Methods for fluid monitoring in a subterranean formation can comprise: providing a diverting fluid comprising a diverting agent; introducing the diverting fluid into a subterranean formation comprising one or more subterranean zones; and monitoring a disposition of the diverting fluid within the subterranean formation using one or more integrated computational elements in optical communication with the subterranean formation.

Description

CROSS-REFERENCE TO RELATED APPLICATIONS
This application is a continuation-in-part of U.S. patent application Ser. No. 13/198,915, filed Aug. 5, 2011, which is incorporated herein by reference in its entirety.
BACKGROUND
The present invention generally relates to methods for fluid monitoring, and, more specifically, to methods for monitoring the disposition of a fluid in a subterranean formation.
When conducting operations within a subterranean formation, it can oftentimes be desirable to know with some precision the constituent concentrations and/or characteristics of a fluid present in, being introduced to, or being produced from the formation. As used herein, the term “constituent” will be used to refer to a substance present within a fluid. As used herein, the term “characteristic” will be used to refer to the value of a chemical property or a physical property, which also may include an optical property or a mechanical property. Classically, it has been conventional to sample fluids encountered in the course of conducting subterranean operations and analyze them using off-line laboratory analyses, including spectroscopic and/or wet chemical methods. Although such retrospective analyses can be satisfactory in many instances, they are usually not sufficiently rapid to allow real-time or near real-time process control to take place.
Once removed from a subterranean environment, many fluids may exhibit different properties than they do downhole. Although fluids can be sampled from a subterranean environment and brought to the surface for analysis, there is generally no way to conclusively determine if the fluid has been changed in some manner during transit. In addition, highly specialized sampling techniques can often be needed, potentially adding to process complexity and costs. As an added difficulty, downhole fluid analysis techniques can oftentimes be difficult to perform and interpret. Many conventional spectroscopic instruments lack the ruggedness needed for deployment in the harsh conditions of a subterranean environment. More rugged techniques suitable for being carried out downhole may not be sufficiently rapid to allow real-time or near real-time process control to take place.

■ The exercise
Please answer these questions from the patent passage above:
1. What serial number does the earlier U.S. patent application have?
2. How does the passage define the term "constituent"?
3. What do many conventional spectroscopic instruments lack?

■ Extracted information
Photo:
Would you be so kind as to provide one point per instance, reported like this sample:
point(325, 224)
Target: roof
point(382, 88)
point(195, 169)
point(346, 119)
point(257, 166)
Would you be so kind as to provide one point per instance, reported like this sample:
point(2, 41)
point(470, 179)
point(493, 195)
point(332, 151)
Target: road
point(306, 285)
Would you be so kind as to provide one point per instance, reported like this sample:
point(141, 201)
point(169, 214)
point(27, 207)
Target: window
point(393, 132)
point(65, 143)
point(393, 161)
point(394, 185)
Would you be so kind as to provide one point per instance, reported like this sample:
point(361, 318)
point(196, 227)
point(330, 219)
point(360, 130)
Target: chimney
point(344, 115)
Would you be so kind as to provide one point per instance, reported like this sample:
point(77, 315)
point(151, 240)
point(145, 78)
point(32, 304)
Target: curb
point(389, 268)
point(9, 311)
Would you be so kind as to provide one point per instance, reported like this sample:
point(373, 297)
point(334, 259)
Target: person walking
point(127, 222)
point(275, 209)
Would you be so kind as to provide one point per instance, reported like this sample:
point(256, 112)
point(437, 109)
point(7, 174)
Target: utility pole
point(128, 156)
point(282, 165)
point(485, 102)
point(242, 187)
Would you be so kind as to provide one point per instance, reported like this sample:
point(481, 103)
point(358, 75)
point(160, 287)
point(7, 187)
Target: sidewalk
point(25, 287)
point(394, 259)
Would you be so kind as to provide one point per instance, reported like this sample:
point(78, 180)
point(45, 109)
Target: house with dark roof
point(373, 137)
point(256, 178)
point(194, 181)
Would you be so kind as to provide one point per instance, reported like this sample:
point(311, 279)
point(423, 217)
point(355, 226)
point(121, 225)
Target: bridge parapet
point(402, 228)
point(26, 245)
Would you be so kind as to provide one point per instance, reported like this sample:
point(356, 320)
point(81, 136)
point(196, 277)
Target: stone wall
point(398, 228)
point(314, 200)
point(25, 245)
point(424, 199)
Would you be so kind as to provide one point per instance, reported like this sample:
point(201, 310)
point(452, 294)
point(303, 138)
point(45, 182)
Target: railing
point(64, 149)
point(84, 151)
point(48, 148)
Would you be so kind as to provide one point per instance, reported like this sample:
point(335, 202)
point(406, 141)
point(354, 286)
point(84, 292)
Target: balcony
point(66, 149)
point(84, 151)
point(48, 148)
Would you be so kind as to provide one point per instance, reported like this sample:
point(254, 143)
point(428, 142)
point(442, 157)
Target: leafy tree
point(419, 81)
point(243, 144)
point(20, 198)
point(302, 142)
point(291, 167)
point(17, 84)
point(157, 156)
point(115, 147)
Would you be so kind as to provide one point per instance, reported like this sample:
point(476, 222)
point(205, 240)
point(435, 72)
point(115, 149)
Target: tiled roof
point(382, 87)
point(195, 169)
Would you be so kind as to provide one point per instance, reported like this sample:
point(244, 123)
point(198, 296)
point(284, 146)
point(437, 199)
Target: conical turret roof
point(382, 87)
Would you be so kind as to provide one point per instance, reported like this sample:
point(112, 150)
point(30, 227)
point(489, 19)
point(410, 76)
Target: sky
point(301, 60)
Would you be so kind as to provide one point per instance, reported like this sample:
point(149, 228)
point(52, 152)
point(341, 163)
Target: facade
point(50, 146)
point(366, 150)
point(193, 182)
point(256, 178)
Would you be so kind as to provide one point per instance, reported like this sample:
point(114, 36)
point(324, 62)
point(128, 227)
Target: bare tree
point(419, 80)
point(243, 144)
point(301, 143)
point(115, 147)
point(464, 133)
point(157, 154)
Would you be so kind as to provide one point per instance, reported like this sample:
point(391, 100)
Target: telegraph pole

■ Solution for this exercise
1. Ser. No. 13/198,915.
2. A substance present within a fluid.
3. The ruggedness needed for deployment in the harsh conditions of a subterranean environment.